Wherever a line of the data contains "positive", copy that line.

(Dataset entries)
+===+
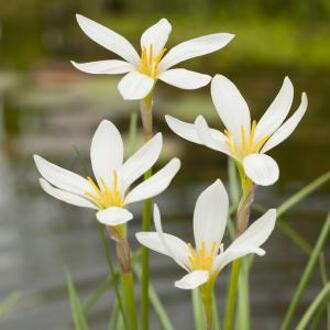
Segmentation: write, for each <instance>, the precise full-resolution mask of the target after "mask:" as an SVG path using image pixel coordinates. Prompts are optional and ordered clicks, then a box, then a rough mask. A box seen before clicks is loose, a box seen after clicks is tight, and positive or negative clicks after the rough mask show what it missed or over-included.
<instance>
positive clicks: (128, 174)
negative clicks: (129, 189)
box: [120, 133, 163, 189]
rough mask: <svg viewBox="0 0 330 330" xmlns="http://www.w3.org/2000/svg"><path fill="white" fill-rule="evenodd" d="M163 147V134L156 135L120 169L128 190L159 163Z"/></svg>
mask: <svg viewBox="0 0 330 330" xmlns="http://www.w3.org/2000/svg"><path fill="white" fill-rule="evenodd" d="M162 146H163V138H162V134H161V133H158V134H156V135H155V136H154V137H153V138H152V139H150V140H149V141H148V142H147V143H145V144H144V145H143V146H142V147H141V148H140V149H139V150H138V151H137V152H135V153H134V155H132V156H131V157H130V158H129V159H128V160H126V162H125V163H124V164H123V166H122V168H121V169H120V173H121V177H122V178H123V180H124V185H125V188H124V189H127V188H128V187H129V186H130V185H131V184H132V183H133V182H134V181H135V180H136V179H138V178H139V177H140V176H141V175H143V174H144V173H145V172H146V171H147V170H148V169H149V168H150V167H152V166H153V165H154V164H155V162H156V161H157V159H158V157H159V155H160V152H161V150H162Z"/></svg>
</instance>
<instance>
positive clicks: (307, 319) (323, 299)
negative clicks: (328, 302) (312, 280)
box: [296, 283, 330, 330]
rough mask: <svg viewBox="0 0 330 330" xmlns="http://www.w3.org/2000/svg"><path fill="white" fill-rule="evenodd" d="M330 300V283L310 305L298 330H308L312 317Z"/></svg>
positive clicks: (300, 324)
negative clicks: (323, 304)
mask: <svg viewBox="0 0 330 330" xmlns="http://www.w3.org/2000/svg"><path fill="white" fill-rule="evenodd" d="M329 298H330V283H328V284H327V285H326V286H325V287H323V289H322V290H321V291H320V292H319V294H318V295H317V296H316V297H315V299H314V300H313V302H312V303H311V304H310V306H309V307H308V309H307V310H306V312H305V313H304V315H303V317H302V318H301V320H300V322H299V323H298V326H297V328H296V329H297V330H304V329H307V325H308V324H309V322H310V320H311V318H312V316H313V315H314V314H315V312H316V311H317V310H318V309H319V308H320V306H321V305H322V304H323V303H324V302H328V299H329Z"/></svg>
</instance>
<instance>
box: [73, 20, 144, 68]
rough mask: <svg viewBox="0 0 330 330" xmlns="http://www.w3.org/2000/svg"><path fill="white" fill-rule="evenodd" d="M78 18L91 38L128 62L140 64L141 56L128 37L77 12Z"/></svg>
mask: <svg viewBox="0 0 330 330" xmlns="http://www.w3.org/2000/svg"><path fill="white" fill-rule="evenodd" d="M76 18H77V22H78V24H79V26H80V28H81V29H82V30H83V31H84V32H85V34H86V35H87V36H88V37H89V38H90V39H92V40H93V41H95V42H96V43H98V44H99V45H101V46H103V47H104V48H106V49H108V50H110V51H112V52H113V53H115V54H117V55H119V56H120V57H122V58H123V59H125V60H126V61H127V62H130V63H132V64H135V65H138V64H139V62H140V57H139V55H138V53H137V52H136V50H135V49H134V47H133V46H132V45H131V43H130V42H129V41H128V40H127V39H126V38H124V37H123V36H121V35H120V34H118V33H116V32H114V31H112V30H110V29H109V28H107V27H105V26H103V25H101V24H99V23H96V22H94V21H92V20H91V19H89V18H87V17H84V16H82V15H79V14H77V15H76Z"/></svg>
+===+
● **RESPONSE TO THE EXERCISE**:
Segmentation: write, for each <instance>, the precise full-resolution mask of the target after "mask:" as an SVG path using image pixel coordinates. Prompts are optional and ordered clicks, then a box, then a rough mask. A box seen before clicks is loose, a box seen after clicks is tight, and positive or negative clicks after the rough mask show what it missed or over-included.
positive clicks: (128, 174)
positive clicks: (307, 319) (323, 299)
positive clicks: (300, 324)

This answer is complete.